Travail demandé =
(1) Extrayez de l'entretien sur les coupes budgétaires en Flandre le passage qui va de "Coupes budgétaires en" à "guerre est déclarée !".
(2) Dans les enregistrements, reprenez uniquement les lignes qui vont du début jusqu'à la ligne contenant "column 78, row 200", celle-ci comprise. Remplacez-y "Query" par "Label" sans rien changer d'autre.

Entretien avec Robrecht Vanderbeeken

Coupes budgétaires en Flandre : la bataille culturelle fait rage !

 Photo : Geertje Franssen/ State of the arts

Le sec­teur cultu­rel fla­mand est mis à mal depuis quelques mois. En cause, des coupes dras­tiques dans les sub­sides accor­dés aux pro­jets et ins­ti­tu­tions cultu­rels annon­cées par le gou­ver­ne­ment fla­mand de Jan Jam­bon. Nous avons vou­lu prendre le pouls dans le milieu cultu­rel fla­mand par la voix de Robrecht Van­der­bee­ken, phi­lo­sophe, membre du col­lec­tif d’ar­tistes « State of the Arts » et syn­di­ca­liste à ABVV-ACOD Cultuur. Com­ment le sec­teur est-il impac­té par ces coupes et par une poli­tique d’attribution des sub­sides très ciblés vers des pro­jets pro­mou­vant l’identité fla­mande ? Quelles visions de la culture ces déci­sions du gou­ver­ne­ment NV‑A portent-elles ? Quelles réponses et résis­tances se sont mises en place ? Car la guerre est déclarée !

Le gouvernement de Jan Jambon a annoncé le 12 novembre 2020 des coupes budgétaires importantes. On a parlé de 6% de diminution ses subsides structurels et surtout de 60 % en moins d’aide au fonctionnement pour les nouveaux projets culturels ? Quelle est l’étendue des dégâts ?

(Lignes du jeu de données)
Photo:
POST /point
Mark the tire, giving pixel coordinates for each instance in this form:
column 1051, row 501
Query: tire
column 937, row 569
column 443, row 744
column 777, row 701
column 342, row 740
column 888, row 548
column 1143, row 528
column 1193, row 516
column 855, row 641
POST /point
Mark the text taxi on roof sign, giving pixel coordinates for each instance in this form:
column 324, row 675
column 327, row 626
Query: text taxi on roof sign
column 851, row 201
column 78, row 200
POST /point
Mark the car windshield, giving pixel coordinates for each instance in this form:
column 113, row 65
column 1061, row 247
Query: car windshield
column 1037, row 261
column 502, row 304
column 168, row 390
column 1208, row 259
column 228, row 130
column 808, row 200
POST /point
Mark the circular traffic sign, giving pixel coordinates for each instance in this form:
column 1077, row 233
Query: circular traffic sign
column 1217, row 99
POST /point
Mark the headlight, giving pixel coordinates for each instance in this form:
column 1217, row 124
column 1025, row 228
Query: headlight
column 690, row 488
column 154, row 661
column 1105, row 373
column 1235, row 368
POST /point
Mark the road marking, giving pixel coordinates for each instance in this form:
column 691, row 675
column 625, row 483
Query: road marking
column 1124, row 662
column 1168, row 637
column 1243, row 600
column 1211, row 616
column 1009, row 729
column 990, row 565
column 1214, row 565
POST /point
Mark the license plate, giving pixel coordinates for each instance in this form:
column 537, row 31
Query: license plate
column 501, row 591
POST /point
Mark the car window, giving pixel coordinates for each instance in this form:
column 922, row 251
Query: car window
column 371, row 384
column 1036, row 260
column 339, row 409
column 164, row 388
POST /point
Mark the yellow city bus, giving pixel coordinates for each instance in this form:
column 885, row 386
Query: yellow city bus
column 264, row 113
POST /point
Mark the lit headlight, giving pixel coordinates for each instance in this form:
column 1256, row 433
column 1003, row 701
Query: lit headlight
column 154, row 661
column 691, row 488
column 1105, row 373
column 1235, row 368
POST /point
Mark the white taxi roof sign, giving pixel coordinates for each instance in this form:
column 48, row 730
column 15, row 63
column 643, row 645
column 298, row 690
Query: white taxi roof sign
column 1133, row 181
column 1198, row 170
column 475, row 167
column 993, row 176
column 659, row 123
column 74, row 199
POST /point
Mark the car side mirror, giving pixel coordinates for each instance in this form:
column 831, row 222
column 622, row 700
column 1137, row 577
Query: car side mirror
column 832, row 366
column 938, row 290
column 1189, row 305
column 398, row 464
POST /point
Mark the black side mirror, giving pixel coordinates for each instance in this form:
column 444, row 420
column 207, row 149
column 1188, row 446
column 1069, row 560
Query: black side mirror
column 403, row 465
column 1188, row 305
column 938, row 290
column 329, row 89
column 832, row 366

Réponses par tâche =
(1)
Coupes budgétaires en Flandre : la bataille culturelle fait rage !

 Photo : Geertje Franssen/ State of the arts

Le sec­teur cultu­rel fla­mand est mis à mal depuis quelques mois. En cause, des coupes dras­tiques dans les sub­sides accor­dés aux pro­jets et ins­ti­tu­tions cultu­rels annon­cées par le gou­ver­ne­ment fla­mand de Jan Jam­bon. Nous avons vou­lu prendre le pouls dans le milieu cultu­rel fla­mand par la voix de Robrecht Van­der­bee­ken, phi­lo­sophe, membre du col­lec­tif d’ar­tistes « State of the Arts » et syn­di­ca­liste à ABVV-ACOD Cultuur. Com­ment le sec­teur est-il impac­té par ces coupes et par une poli­tique d’attribution des sub­sides très ciblés vers des pro­jets pro­mou­vant l’identité fla­mande ? Quelles visions de la culture ces déci­sions du gou­ver­ne­ment NV‑A portent-elles ? Quelles réponses et résis­tances se sont mises en place ? Car la guerre est déclarée !

(2)
Photo:
POST /point
Mark the tire, giving pixel coordinates for each instance in this form:
column 1051, row 501
Label: tire
column 937, row 569
column 443, row 744
column 777, row 701
column 342, row 740
column 888, row 548
column 1143, row 528
column 1193, row 516
column 855, row 641
POST /point
Mark the text taxi on roof sign, giving pixel coordinates for each instance in this form:
column 324, row 675
column 327, row 626
Label: text taxi on roof sign
column 851, row 201
column 78, row 200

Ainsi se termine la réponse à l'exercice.